Extract everything from the start of the listing below down through the line containing "0;14;82;319", and reproduce those lines without any changes.

-- start of INFORMATION SHOWN --

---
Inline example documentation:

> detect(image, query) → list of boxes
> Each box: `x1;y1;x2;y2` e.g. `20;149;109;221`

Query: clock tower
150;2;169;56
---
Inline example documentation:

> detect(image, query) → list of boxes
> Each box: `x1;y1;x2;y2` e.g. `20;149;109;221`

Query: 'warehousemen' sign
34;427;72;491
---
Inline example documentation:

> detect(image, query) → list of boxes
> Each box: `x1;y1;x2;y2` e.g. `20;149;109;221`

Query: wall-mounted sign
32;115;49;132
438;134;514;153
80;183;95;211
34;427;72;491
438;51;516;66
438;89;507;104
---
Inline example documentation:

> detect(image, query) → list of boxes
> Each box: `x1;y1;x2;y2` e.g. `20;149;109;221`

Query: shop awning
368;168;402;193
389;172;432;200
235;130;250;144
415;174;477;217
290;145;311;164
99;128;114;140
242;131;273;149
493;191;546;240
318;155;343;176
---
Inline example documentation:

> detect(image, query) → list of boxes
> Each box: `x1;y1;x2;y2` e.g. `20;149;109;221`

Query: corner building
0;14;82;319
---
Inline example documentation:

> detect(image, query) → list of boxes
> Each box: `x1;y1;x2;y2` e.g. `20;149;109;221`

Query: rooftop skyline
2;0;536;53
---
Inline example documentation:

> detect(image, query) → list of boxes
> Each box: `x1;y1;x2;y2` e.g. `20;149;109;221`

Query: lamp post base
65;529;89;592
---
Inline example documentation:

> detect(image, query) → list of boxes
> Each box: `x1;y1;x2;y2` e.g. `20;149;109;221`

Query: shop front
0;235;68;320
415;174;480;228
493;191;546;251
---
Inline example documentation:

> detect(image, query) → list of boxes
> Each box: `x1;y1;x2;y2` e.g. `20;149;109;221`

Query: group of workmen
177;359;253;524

-- end of INFORMATION SHOWN --

#### TASK ANSWER:
---
Inline example documentation:

> detect(image, query) → list of boxes
> Each box: `x1;y1;x2;y2` e.g. `20;149;109;221`

Query: clock tower
150;2;169;56
---
Inline example documentation:

> detect(image, query) → list of boxes
> Each box: `x1;y1;x2;y2` e.g. `20;149;109;221`

Query: 'warehousemen' sign
34;427;72;491
---
Inline example documentation:

> detect(image, query) → list of boxes
> Each box: `x1;y1;x2;y2` e.g. `20;149;109;221`

Query: wall-mounted sign
32;115;49;132
438;134;514;153
80;183;95;211
34;427;72;491
438;51;516;66
438;89;507;104
---
Inline example documentation:

> detect(image, query) → list of boxes
> Each box: `x1;y1;x2;y2` e.g. `20;149;109;221`

Query: shop awning
368;168;402;193
389;172;432;200
235;130;250;144
415;174;477;217
290;145;311;164
99;128;114;140
242;131;273;149
493;191;546;240
318;155;343;176
---
Inline example documentation:

> detect(image, query) → list of boxes
> Each box: `x1;y1;x2;y2` e.g. `20;149;109;221`

Query: corner building
0;14;82;319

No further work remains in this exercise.